Records provided:
>> BEGIN
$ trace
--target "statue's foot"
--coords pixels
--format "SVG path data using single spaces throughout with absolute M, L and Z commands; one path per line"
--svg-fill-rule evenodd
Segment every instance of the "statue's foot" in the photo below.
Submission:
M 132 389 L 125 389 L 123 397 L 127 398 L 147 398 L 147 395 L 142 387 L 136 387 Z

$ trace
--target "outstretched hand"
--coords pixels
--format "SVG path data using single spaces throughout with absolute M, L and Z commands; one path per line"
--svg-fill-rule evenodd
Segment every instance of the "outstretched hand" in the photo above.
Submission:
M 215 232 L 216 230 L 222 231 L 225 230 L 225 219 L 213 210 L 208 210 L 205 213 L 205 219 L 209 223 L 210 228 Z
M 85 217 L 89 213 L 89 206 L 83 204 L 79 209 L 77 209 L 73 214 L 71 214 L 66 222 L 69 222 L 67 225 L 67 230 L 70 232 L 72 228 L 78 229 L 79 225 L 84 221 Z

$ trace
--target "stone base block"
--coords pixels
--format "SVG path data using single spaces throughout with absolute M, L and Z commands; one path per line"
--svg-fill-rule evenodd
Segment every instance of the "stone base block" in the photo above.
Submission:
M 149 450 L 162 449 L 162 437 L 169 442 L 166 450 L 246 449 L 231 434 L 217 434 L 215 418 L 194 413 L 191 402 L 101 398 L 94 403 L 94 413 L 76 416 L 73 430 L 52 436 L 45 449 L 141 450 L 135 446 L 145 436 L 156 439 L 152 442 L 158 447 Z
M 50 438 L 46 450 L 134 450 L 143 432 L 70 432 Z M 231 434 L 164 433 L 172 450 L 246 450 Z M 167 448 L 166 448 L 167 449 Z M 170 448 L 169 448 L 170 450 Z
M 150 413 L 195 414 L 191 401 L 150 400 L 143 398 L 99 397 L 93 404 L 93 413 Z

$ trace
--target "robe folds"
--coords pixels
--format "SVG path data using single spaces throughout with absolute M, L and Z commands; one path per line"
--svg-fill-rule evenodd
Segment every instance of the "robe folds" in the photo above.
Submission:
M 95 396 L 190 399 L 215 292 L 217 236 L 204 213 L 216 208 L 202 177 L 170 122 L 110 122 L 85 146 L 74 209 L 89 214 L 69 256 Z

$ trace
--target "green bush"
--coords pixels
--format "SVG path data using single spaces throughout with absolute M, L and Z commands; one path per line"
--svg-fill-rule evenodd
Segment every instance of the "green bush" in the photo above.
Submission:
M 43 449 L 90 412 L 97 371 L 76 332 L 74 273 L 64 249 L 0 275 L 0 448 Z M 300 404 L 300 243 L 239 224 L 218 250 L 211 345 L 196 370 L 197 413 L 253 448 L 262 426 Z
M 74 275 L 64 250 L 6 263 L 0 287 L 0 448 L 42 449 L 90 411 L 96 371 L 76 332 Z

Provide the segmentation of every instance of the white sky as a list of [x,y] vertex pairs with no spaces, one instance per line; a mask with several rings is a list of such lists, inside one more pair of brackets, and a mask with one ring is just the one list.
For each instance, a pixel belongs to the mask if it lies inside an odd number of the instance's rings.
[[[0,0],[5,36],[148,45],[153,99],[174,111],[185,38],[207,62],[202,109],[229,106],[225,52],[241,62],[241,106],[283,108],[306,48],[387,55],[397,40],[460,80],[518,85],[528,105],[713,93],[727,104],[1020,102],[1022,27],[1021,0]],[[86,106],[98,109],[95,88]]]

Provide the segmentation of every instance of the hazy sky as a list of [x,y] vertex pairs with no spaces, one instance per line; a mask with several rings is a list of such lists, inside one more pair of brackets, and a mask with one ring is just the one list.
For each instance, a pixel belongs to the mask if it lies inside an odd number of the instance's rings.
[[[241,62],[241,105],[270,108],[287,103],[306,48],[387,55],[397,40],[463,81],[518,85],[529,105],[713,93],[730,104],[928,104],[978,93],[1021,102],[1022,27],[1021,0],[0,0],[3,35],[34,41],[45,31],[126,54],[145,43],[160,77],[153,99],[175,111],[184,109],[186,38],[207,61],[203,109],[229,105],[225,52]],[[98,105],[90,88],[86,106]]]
>> END
Objective:
Please express the data above as a two-column CSV with the columns input and output, giving each input and its output as one row. Put each value in a single quoted field, with line breaks turned into spaces.

Response for this exercise:
input,output
"$ trace --target ""statue's foot"" --coords pixels --format ""SVG path data using single spaces throughout with absolute M, L and Z commands; one path per line"" --svg-fill-rule evenodd Segment every instance of the ""statue's foot"" in the photo below. Submission:","M 132 389 L 125 389 L 123 397 L 127 398 L 147 398 L 147 395 L 142 387 L 136 387 Z"
"$ trace --target ""outstretched hand"" --coords pixels --format ""SVG path data using single spaces throughout with absolute M, L and Z commands; one path per line"" --svg-fill-rule evenodd Segment every instance of the ""outstretched hand"" in the photo above. Submission:","M 215 232 L 216 230 L 222 231 L 225 230 L 225 219 L 213 210 L 208 210 L 205 213 L 205 219 L 209 223 L 210 228 Z M 85 217 L 89 213 L 89 206 L 83 204 L 79 209 L 77 209 L 73 214 L 71 214 L 66 222 L 69 222 L 67 225 L 67 230 L 70 232 L 72 228 L 78 229 L 79 225 L 84 221 Z"
"$ trace --target ""stone base block"" --coords pixels --format ""SVG path data using single spaces throughout with absolute M, L and Z commands; one path per line"" --svg-fill-rule evenodd Segment every instance of the ""stone base block"" in the photo above. Submission:","M 149 450 L 162 449 L 162 437 L 169 442 L 166 450 L 246 449 L 231 434 L 217 434 L 215 418 L 194 413 L 191 402 L 101 398 L 94 403 L 94 413 L 76 416 L 73 430 L 52 436 L 45 449 L 141 450 L 135 446 L 145 436 L 156 439 L 152 442 L 158 447 Z M 50 438 L 46 450 L 134 450 L 143 432 L 70 432 Z M 231 434 L 164 433 L 172 450 L 246 450 Z M 167 448 L 166 448 L 167 449 Z M 170 448 L 169 448 L 170 450 Z M 150 413 L 195 414 L 191 401 L 150 400 L 143 398 L 99 397 L 93 404 L 93 413 Z"
"$ trace --target ""robe folds"" --coords pixels --format ""SVG path data using single spaces throughout with absolute M, L and Z commands; one path per line"" --svg-fill-rule evenodd Segment every instance of the ""robe folds"" in the photo above. Submission:","M 95 396 L 190 399 L 215 292 L 217 236 L 204 213 L 216 208 L 202 177 L 170 122 L 110 122 L 85 146 L 74 209 L 89 214 L 69 256 Z"
"$ trace --target ""green bush"" --coords pixels --format ""SVG path data using single spaces throughout with absolute M, L and Z commands; one path per line"" --svg-fill-rule evenodd Segment every instance of the ""green bush"" in the photo above. Submission:","M 43 449 L 90 412 L 97 371 L 76 332 L 74 273 L 64 249 L 0 275 L 0 448 Z M 300 404 L 300 243 L 239 224 L 218 250 L 211 345 L 196 370 L 197 413 L 253 448 L 262 426 Z M 74 275 L 64 250 L 6 263 L 0 287 L 0 448 L 42 449 L 90 411 L 96 371 L 76 332 Z"
"Provide the segmentation of every instance of the white sky as a list of [x,y] vertex pairs with no spaces, one instance per line; a mask with several rings is a list of such lists, inside one more pair of brackets, and a mask with one ring is just the one list. For each instance, a pixel belongs to the mask if it lies inside an odd number of the instance's rings.","[[[0,0],[5,36],[148,45],[153,99],[174,111],[185,38],[207,62],[202,109],[229,106],[225,52],[241,62],[241,106],[283,108],[306,48],[387,55],[397,40],[460,80],[518,85],[528,105],[713,93],[727,104],[1020,102],[1022,27],[1021,0]],[[86,106],[98,109],[95,88]]]"
"Provide the segmentation of every instance of the hazy sky as a list of [x,y] vertex pairs with no spaces, one instance per line; a mask with several rings is a list of such lists, inside one more pair of brackets, and a mask with one ring is just the one list. For each instance, a pixel belongs to the mask if it lies inside an odd number of the instance's rings.","[[[241,62],[241,105],[270,108],[287,103],[306,48],[387,55],[397,40],[463,81],[518,85],[529,105],[713,93],[730,104],[928,104],[978,93],[1021,102],[1022,27],[1021,0],[0,0],[3,35],[34,41],[45,31],[126,54],[145,43],[160,77],[153,99],[175,111],[184,109],[186,38],[207,61],[203,109],[229,105],[225,52]],[[98,105],[90,88],[86,106]]]"